Render every line of the records below as a Markdown table with the columns Row and Text, numbering each line and skipping blank ones. Leave the pictures out of the table.

***

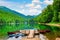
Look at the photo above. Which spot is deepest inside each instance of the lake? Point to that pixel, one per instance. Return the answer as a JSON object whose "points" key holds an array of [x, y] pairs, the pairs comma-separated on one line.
{"points": [[10, 27]]}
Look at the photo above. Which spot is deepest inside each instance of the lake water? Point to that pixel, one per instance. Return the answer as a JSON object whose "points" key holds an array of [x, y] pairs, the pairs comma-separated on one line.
{"points": [[10, 27]]}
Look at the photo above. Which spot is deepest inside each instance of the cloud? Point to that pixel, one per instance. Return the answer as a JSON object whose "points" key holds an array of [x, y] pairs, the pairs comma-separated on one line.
{"points": [[49, 2], [33, 8]]}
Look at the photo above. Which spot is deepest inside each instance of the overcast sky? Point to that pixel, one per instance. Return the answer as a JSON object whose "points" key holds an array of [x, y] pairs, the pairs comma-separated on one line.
{"points": [[26, 7]]}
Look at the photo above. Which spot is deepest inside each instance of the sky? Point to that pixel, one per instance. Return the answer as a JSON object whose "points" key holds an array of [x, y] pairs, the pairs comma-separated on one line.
{"points": [[26, 7]]}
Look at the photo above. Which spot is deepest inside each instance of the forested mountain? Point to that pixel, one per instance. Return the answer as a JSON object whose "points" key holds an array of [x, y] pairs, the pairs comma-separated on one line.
{"points": [[50, 14]]}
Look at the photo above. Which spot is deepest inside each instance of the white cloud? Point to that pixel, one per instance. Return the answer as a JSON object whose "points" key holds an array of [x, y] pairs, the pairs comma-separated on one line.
{"points": [[49, 2], [33, 8]]}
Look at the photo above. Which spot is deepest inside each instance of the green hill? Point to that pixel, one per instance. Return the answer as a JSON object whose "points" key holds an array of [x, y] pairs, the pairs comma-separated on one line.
{"points": [[50, 14]]}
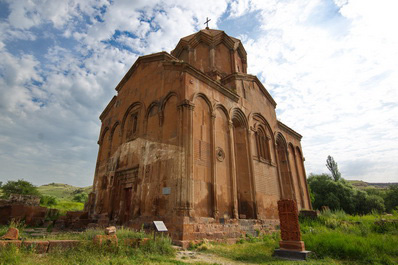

***

### [OUTPUT OF THE EXERCISE]
| Row | Text |
|---|---|
| 1 | Look at the photo above. Which spot is deepest inside each instance of the lake? Point to that pixel, one per instance. Return the answer as a JSON object whose "points" key holds an array of [x, y] pairs, the pairs comma-separated on one line. |
| 2 | {"points": [[10, 27]]} |
| 3 | Look at the photo above. Which spot is deepest inside each instance of the lake water? Point to that pixel, one per instance. Return the answer as a JSON object whose "points" key holds an array of [x, y] pairs, the pairs comma-separated on one line. |
| 4 | {"points": [[10, 27]]} |
| 5 | Look at the photo above. Which spot is deepest inside each instance of the cloud? Point to that pixel, one per instance. Return the answer as a JSON object whose "points" key holds an array of [x, y] pairs, the pairs comma-separated on one line. |
| 6 | {"points": [[49, 2], [33, 8]]} |
| 7 | Look at the photo above. Which spot is deepest inside each instance of the overcast sky? Point to that pixel, one per instance. Return the answer as a JSON object whose "points" key holds an array of [x, y] pairs, the pairs comma-separated on one line. |
| 8 | {"points": [[26, 7]]} |
| 9 | Look at the photo above. Which spot is deepest inside each instance of the sky? Point to that pixel, one per instance. Return the answer as a JSON object whose "points" key holds an array of [x, y] pairs, the pairs comma-separated on one line. |
| 10 | {"points": [[26, 7]]} |
| 11 | Look at the photo above. Which spot is deepest inside each instance of the forested mountain? Point to that pixel, one per instance. Return the answer as a JSON object whose "points" key holds an array of [x, y] pairs, the pairs comma-separated on one line. |
| 12 | {"points": [[50, 14]]} |
| 13 | Look at the photo above. Which spot is deepest inside each instance of the white cloud? Point to that pixel, one per instance. Return the answer as a JSON object whose "points" key holds an array of [x, y] pairs, the pairs comma-separated on one line. |
| 14 | {"points": [[49, 2], [33, 8]]} |
| 15 | Look at the photo above. Which spot is deepest inside each instance of the green hill? Point to that pixel, one per instance. Return the answer as a JSON object whose "points" key holds an array of [x, y] pairs, the pairs comma-separated on one line. |
| 16 | {"points": [[50, 14]]} |